[WHAT TO DO] Write out the data below verbatim, keeping every line and character unchanged.

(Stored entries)
━━━━━━━━━━━━━━━━━━━━

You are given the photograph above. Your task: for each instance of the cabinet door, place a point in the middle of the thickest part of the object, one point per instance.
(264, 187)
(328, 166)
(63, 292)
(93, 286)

━━━━━━━━━━━━━━━━━━━━

[FINISHED ANSWER]
You are given the photograph above. Your task: for each instance of the cabinet door, place a point in the middle of the thickest part of the object, one point per instance.
(264, 187)
(328, 166)
(63, 292)
(93, 286)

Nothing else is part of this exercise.